Exercise aim: Count the lines in the records below that contain the word "leaf". Reply with that number alone.
:: Given records ::
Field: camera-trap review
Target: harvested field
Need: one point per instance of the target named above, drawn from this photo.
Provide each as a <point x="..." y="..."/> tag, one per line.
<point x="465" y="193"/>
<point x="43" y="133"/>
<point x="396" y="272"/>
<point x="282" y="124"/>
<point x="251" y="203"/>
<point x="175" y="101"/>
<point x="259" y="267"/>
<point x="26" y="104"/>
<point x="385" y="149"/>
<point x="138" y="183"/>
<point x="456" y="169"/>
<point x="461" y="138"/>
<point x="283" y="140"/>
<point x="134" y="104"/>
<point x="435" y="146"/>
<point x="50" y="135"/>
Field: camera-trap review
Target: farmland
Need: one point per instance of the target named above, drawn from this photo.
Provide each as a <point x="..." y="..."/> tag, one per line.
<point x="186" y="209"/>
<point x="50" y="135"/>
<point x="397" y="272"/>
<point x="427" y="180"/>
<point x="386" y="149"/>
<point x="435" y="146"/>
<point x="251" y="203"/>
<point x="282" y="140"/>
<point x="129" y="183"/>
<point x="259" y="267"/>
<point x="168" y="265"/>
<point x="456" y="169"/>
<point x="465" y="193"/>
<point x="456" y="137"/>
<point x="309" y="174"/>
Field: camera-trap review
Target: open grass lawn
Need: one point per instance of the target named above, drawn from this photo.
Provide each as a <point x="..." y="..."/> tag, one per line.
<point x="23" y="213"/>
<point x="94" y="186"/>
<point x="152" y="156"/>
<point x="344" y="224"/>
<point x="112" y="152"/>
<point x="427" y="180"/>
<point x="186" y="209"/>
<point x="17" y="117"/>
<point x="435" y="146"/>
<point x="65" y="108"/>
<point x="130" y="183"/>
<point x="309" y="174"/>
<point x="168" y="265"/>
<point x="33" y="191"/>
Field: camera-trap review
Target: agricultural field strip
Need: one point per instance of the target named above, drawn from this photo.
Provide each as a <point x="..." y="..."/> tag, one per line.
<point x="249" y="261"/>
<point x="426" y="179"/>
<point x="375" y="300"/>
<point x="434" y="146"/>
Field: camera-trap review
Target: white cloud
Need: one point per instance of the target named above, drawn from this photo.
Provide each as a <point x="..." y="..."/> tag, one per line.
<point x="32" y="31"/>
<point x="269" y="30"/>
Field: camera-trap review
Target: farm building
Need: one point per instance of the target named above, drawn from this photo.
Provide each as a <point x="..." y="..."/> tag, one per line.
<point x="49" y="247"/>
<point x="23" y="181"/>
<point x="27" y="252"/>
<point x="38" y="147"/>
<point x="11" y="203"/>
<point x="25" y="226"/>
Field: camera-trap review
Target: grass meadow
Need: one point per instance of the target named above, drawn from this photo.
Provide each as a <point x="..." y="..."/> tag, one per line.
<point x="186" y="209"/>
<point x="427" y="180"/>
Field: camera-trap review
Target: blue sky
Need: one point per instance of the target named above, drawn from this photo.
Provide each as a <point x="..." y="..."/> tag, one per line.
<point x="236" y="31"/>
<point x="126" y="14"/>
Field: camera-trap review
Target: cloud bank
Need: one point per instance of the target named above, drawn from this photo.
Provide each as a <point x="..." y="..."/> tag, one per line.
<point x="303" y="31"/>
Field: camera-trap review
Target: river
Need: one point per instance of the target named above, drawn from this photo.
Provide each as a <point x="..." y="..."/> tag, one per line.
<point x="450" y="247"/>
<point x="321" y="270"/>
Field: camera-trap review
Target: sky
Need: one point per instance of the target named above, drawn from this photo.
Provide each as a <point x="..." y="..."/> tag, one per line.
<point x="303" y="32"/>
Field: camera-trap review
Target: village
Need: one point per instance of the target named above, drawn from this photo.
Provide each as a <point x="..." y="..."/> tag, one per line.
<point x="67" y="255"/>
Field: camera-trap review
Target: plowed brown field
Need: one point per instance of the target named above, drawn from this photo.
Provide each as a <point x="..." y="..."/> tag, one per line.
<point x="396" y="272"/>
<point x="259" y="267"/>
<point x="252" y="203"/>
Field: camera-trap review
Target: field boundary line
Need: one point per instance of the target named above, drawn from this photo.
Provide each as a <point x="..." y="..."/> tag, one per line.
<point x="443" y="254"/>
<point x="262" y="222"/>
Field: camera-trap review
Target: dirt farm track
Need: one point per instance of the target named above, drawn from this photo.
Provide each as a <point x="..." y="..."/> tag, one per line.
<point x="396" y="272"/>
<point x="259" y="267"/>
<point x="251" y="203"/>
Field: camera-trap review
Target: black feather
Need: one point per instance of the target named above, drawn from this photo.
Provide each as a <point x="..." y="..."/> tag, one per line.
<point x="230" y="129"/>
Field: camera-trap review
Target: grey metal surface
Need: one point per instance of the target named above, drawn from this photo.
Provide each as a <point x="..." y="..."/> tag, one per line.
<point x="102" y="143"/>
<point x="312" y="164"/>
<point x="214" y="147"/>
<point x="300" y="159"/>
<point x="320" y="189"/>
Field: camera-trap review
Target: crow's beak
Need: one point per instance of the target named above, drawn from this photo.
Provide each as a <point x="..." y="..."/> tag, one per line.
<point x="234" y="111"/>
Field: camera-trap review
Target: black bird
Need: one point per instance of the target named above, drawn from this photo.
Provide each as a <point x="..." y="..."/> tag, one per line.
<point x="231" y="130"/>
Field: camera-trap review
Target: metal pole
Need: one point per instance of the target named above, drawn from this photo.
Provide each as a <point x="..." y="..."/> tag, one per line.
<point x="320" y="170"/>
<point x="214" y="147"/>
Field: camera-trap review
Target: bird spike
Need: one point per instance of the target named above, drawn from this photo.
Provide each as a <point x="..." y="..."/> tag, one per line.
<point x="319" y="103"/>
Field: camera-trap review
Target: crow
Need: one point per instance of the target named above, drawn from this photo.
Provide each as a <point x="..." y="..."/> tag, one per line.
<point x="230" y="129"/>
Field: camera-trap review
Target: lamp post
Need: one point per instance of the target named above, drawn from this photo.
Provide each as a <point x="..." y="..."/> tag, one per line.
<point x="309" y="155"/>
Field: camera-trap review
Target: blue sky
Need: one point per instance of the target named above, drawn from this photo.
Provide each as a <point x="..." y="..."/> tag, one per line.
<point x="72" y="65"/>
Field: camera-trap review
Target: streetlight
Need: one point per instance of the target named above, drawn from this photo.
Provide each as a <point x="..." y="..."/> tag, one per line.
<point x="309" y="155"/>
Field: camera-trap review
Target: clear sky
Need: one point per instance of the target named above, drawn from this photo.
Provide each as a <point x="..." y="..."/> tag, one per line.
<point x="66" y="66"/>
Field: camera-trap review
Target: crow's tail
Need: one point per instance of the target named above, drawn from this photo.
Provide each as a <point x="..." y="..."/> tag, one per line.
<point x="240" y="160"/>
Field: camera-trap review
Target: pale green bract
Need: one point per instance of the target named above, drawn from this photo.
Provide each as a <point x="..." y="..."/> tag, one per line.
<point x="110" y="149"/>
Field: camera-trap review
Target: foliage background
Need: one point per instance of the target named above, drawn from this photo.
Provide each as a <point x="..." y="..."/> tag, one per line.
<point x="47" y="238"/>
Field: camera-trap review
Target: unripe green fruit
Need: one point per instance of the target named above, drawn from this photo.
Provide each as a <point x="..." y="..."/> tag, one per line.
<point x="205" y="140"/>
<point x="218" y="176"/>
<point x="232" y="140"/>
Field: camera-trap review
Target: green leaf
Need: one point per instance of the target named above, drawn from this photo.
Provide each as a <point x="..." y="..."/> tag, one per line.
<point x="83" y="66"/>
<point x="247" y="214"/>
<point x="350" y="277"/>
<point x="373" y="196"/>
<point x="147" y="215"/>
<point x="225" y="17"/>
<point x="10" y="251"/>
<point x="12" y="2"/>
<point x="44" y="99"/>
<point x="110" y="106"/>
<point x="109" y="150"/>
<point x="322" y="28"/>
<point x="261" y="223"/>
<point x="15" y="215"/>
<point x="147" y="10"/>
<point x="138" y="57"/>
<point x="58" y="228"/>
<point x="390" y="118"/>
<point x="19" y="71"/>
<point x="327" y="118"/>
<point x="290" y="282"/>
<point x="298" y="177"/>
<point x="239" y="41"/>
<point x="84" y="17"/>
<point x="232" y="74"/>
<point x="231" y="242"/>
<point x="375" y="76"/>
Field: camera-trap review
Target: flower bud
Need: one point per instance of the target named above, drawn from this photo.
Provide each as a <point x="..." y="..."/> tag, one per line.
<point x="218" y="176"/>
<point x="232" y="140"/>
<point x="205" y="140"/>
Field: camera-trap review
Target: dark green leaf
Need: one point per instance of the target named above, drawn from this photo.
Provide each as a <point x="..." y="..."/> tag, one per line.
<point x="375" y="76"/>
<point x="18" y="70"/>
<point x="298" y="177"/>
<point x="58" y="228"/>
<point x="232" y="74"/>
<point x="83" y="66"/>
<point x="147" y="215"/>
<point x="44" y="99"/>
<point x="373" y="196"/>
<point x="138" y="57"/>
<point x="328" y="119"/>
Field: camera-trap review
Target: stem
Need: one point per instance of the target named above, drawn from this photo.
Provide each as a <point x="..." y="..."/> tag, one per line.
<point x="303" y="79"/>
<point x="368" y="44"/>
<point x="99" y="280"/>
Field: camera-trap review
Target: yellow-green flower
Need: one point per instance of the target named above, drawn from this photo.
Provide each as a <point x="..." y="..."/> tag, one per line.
:::
Result of the task: 2